** EXCERPT TO READ **
%%

LSU forward Angel Reese blocks an Arknasas shot with her right hand while she holds her shoe in her left hand after it fell off a few seconds before in the Lady Tigers' SEC win over the Razorbacks on Thursday night in the PMAC.
LSU forward Angel Reese blocks an Arknasas shot with her right hand while she holds her shoe in her left hand after it fell off a few seconds before in the Lady Tigers' SEC win over the Razorbacks on Thursday night in the PMAC. (Courtesy of LSU Athletics)

Angel Reese, LSU’s “walking double-double,” carried No. 3 LSU as far as she could Thursday night.

But it was freshman guard Flau’jae Johnson who pushed the Lady Tigers across the finish line a winner.

Johnson calmly made of 4 of 4 in the final 16 seconds to keep LSU unbeaten in a 79-76 SEC thriller over Arkansas in the Pete Maravich Assembly Center.

“I did not even feel nervous,” Johnson said. “I shoot that shot every day, and I make that shot every day. I just got to do what I do."

The Lady Tigers (19-0, 7-0 SEC) trailed Arkansas (17-4, 4-2 SEC) 74-71 with 3:21 left before LSU closed the game on an 8-2 run starting with Reese’s final basket in her fabulous 30 points and 19 rebounds performance.

“I thought that we played our hearts out,” LSU head coach Kim Mulkey said. “I felt that we didn't lose our composure. We were probably a better team and I was the worst coach because I just turned at times to our bench and said `I'm not calling a play. Let them figure it out. We need to grow up right here.’”

Reese’s 19th straight double-double tied the LSU record for consecutive double-doubles held by former all-American Sylvia Fowles.

But Reese, a sophomore transfer from Maryland, had plenty of help from Johnson and graduate transfers LaDazhia Williams (Missouri) and Jasmine Carson (West Virginia).

Johnson finished with 19 points and 6 rebounds, Williams had 11 points and 12 rebounds and Carson ended with 10 points and 4 assists.

"Flau'jae is the hardest working player I've ever played with," Reese said. "She gets in the gym, she's hard on herself. She works very hard to be an athlete, a student, and a rapper. She works at everything she does on the court ,off the court and in the classroom.".

Arkansas had five players score in double figures, led by Erynn Barnum’s 20 points.

LSU came out of the starting gate hitting its first 4 of 6 shots and built a double-digit lead in 2 ½ minutes. But the Lady Tigers missed their last six of shots and exited the first quarter leading 22-16.

The Razorbacks refused to let LSU pull away. The Lady Tigers scored 7 straight times four times in the opening half yet Arkansas didn’t disappear.

%%

** STATED EXERCISE A **
Pick out every line of the records that contains the word "overall" and copy those lines.
The article and the records have no connection to each other.

[Object position labeling records]
%%

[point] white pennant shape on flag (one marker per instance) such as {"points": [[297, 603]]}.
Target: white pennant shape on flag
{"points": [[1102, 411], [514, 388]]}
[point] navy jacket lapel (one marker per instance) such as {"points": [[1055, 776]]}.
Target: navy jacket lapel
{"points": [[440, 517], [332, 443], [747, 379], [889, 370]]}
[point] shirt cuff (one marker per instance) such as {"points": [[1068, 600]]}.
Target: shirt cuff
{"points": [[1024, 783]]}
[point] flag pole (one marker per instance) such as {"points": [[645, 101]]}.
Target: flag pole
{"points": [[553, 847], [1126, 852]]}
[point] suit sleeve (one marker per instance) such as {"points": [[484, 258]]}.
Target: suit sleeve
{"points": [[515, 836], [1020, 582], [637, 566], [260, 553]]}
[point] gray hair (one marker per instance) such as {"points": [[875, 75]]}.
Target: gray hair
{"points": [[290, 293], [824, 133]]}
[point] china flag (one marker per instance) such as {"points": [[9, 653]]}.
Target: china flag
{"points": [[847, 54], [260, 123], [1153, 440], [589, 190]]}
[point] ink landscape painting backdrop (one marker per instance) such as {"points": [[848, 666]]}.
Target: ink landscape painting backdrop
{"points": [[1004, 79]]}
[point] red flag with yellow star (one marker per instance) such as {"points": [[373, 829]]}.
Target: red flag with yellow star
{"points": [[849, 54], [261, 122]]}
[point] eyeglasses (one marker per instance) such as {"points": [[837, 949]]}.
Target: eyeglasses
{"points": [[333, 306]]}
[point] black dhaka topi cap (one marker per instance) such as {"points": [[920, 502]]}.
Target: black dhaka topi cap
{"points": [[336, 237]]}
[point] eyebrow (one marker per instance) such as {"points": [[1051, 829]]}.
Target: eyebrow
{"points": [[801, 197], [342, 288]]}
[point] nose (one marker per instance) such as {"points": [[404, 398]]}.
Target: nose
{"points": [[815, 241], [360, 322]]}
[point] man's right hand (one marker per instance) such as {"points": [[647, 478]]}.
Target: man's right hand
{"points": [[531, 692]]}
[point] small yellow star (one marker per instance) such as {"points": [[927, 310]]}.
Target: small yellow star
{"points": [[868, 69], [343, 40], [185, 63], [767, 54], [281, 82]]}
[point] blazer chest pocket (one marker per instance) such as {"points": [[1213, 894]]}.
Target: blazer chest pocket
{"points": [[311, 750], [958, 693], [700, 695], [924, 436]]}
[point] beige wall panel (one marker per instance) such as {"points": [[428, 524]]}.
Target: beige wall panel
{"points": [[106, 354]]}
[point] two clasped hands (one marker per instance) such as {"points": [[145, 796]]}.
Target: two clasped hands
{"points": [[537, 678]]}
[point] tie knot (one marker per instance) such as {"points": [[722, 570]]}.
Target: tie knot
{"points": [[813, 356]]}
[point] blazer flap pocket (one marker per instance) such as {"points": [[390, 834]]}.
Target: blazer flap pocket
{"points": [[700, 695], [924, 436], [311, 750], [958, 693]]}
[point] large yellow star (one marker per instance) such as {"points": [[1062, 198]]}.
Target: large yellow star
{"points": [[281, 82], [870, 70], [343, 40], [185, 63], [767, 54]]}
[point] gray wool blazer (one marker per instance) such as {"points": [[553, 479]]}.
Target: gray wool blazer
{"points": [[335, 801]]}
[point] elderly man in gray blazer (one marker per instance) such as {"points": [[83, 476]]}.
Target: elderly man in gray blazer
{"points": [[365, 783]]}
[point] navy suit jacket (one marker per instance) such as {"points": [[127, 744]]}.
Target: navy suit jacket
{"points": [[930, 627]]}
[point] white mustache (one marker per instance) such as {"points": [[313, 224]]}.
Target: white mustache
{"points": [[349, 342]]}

%%
%%

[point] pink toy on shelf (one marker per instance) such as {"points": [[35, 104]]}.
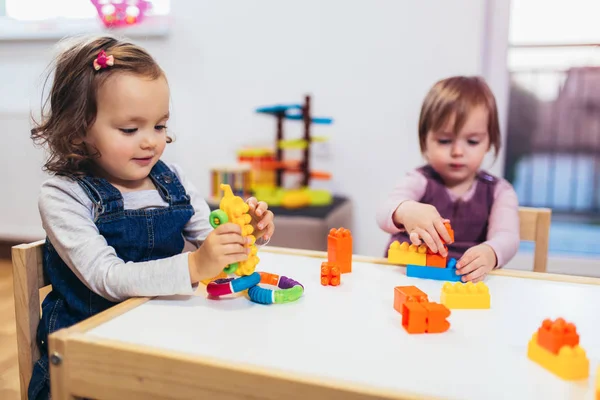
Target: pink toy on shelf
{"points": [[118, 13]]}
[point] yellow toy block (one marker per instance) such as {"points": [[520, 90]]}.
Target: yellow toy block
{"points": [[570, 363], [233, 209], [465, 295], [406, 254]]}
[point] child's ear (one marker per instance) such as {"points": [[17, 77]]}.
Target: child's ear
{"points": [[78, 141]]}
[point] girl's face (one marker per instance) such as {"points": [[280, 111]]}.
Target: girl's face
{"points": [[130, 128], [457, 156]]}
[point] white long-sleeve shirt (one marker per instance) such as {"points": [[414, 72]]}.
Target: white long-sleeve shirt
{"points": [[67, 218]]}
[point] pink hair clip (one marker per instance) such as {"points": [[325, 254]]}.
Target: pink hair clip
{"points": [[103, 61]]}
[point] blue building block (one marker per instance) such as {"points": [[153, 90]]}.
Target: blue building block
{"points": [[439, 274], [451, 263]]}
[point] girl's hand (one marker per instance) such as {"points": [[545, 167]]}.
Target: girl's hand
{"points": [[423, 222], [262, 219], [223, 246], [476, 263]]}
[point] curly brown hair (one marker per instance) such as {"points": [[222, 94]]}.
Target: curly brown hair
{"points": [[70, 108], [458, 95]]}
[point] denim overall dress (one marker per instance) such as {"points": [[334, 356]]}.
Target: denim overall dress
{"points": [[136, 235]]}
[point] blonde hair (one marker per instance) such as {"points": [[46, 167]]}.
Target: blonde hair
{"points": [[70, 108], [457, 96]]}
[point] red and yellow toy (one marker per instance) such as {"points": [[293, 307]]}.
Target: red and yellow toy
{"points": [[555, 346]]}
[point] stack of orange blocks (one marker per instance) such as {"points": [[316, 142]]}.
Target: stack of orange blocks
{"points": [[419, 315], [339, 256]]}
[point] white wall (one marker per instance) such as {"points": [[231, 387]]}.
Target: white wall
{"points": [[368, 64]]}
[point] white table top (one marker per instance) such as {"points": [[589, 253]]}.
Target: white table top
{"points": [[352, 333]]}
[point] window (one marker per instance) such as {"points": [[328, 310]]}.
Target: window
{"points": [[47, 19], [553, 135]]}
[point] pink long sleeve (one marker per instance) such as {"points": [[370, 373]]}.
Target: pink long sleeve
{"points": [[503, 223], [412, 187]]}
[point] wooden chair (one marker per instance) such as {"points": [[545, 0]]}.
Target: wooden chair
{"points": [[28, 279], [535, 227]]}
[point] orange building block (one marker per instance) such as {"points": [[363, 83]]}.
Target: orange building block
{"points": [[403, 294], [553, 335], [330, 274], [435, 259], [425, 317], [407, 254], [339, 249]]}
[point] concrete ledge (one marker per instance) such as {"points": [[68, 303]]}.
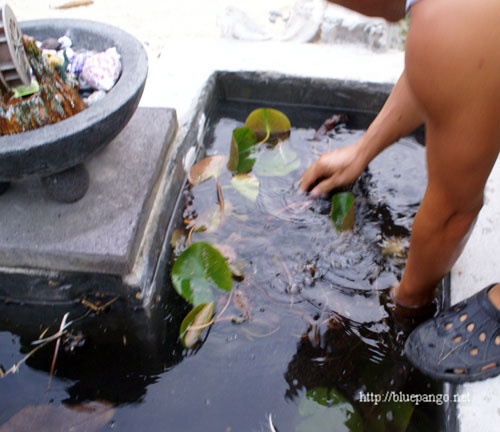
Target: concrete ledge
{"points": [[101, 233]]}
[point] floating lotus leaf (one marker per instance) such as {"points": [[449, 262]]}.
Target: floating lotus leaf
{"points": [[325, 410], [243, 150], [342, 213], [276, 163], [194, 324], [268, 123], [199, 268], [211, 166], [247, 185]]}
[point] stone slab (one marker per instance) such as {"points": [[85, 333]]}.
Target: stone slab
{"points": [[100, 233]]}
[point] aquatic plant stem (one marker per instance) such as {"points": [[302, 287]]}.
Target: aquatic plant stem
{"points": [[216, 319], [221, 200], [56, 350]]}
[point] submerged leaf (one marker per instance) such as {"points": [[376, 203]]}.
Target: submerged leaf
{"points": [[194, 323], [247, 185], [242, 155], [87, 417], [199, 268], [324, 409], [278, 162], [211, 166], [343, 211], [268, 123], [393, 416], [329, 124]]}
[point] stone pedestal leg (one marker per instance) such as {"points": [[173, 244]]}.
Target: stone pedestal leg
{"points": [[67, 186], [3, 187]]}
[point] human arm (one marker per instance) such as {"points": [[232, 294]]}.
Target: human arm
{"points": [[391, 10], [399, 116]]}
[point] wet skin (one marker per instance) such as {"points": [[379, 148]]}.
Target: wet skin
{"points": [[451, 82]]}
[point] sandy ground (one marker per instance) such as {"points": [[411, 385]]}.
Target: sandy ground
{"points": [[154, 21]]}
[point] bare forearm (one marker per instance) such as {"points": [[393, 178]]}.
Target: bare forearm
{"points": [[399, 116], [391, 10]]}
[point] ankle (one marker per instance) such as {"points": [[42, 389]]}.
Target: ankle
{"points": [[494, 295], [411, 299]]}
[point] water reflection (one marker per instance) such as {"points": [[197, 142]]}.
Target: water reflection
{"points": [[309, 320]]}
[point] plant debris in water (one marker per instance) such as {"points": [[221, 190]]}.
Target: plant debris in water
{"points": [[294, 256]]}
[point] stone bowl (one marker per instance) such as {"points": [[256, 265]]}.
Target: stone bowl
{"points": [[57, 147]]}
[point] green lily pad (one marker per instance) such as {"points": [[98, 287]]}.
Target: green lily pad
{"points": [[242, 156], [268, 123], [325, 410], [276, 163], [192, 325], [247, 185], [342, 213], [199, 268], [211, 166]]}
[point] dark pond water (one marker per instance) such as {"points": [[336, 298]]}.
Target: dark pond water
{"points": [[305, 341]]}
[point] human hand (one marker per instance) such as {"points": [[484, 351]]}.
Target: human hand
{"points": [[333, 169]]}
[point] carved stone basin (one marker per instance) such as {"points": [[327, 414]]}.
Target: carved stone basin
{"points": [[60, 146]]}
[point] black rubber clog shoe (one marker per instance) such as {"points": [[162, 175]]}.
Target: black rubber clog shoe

%%

** STATED EXERCISE B **
According to the LSU–Arkansas article, how many points and rebounds did Angel Reese finish with?

** FINAL RESULT A **
[point] denim overall dress (one marker per instance) such as {"points": [[334, 356]]}.
Target: denim overall dress

** FINAL RESULT B **
30 points and 19 rebounds.